How to complete this task: Give the lines again word for word, beginning with the one containing "drip in the picture above?" and ending with the last line of the material below.
::::
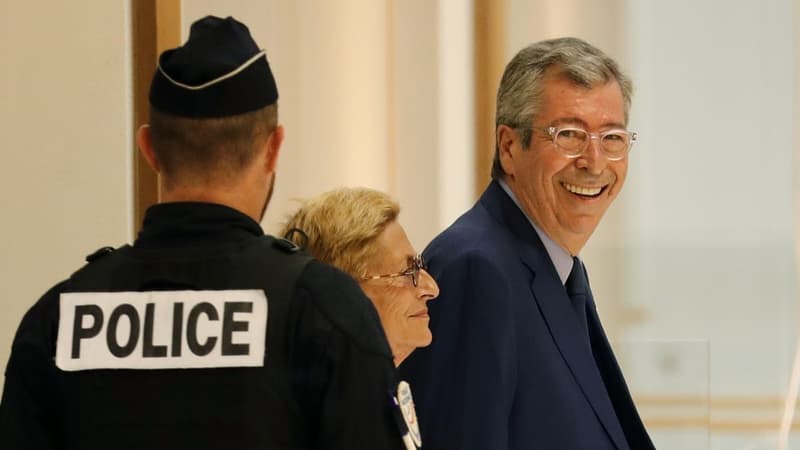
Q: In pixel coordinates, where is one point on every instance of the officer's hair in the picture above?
(341, 227)
(206, 149)
(520, 93)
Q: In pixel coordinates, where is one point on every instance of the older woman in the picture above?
(356, 230)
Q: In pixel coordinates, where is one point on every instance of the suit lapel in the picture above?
(556, 309)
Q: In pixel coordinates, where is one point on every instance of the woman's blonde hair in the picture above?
(340, 227)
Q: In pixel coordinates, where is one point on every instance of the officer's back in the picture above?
(205, 333)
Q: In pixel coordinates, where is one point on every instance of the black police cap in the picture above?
(218, 72)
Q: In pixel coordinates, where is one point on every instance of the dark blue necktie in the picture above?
(580, 294)
(578, 290)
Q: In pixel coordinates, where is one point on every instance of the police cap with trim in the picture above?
(218, 72)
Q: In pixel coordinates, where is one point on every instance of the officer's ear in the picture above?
(273, 148)
(144, 141)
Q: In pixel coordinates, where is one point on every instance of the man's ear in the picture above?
(506, 137)
(274, 143)
(145, 143)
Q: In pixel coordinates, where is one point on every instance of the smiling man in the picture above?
(519, 358)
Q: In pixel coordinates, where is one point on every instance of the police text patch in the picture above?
(161, 330)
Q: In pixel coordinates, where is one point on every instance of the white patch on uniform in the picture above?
(406, 404)
(161, 330)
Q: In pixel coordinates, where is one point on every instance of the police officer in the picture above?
(205, 333)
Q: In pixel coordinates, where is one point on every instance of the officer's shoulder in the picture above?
(339, 298)
(100, 259)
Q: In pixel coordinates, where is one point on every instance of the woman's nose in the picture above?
(427, 286)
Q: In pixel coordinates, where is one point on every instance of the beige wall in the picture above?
(364, 102)
(65, 115)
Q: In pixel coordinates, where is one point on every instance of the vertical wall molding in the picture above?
(156, 27)
(490, 43)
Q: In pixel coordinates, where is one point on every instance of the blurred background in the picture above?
(694, 267)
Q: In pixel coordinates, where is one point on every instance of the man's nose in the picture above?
(593, 159)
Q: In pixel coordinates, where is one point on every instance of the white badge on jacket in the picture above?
(161, 330)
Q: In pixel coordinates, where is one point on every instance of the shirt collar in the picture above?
(560, 258)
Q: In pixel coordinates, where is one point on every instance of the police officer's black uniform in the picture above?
(325, 379)
(309, 393)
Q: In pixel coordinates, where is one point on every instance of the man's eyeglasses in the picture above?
(415, 264)
(572, 142)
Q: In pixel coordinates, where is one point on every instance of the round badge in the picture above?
(409, 413)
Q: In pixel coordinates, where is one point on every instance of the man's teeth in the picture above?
(582, 190)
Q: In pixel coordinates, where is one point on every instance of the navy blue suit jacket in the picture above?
(509, 366)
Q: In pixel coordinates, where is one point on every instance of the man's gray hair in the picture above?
(520, 93)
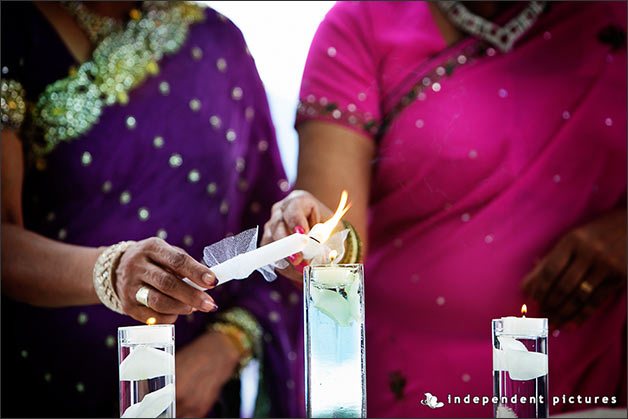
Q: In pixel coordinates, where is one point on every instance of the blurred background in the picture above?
(278, 34)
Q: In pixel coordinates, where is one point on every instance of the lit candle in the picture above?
(241, 266)
(146, 357)
(523, 326)
(520, 366)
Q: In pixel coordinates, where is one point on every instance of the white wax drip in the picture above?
(521, 364)
(153, 404)
(145, 362)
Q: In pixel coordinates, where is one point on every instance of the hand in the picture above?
(297, 212)
(156, 264)
(202, 368)
(585, 268)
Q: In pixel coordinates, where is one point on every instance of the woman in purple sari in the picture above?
(119, 124)
(483, 146)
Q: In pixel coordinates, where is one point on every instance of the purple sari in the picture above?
(191, 158)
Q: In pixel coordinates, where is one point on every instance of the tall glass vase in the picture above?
(334, 341)
(520, 368)
(146, 368)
::::
Solution to the problem:
Q: In pixel coordinates, where is one point on every instance of the white wax drip in the picture above?
(521, 364)
(153, 404)
(145, 362)
Q: In pixel coordinates, where is one point on every instance of the hand in the picture above?
(297, 212)
(156, 264)
(202, 368)
(585, 268)
Q: In pixel coordinates, where is one point on every instance of the woman in purple sari in the picture above?
(119, 124)
(483, 146)
Q: In pixel coordinates, where is one point on every instance of the purple sari in the picture above?
(191, 158)
Q: In pixel coordinates, where is one point on every instance of the tall glass vase in the picture above?
(334, 341)
(520, 368)
(146, 368)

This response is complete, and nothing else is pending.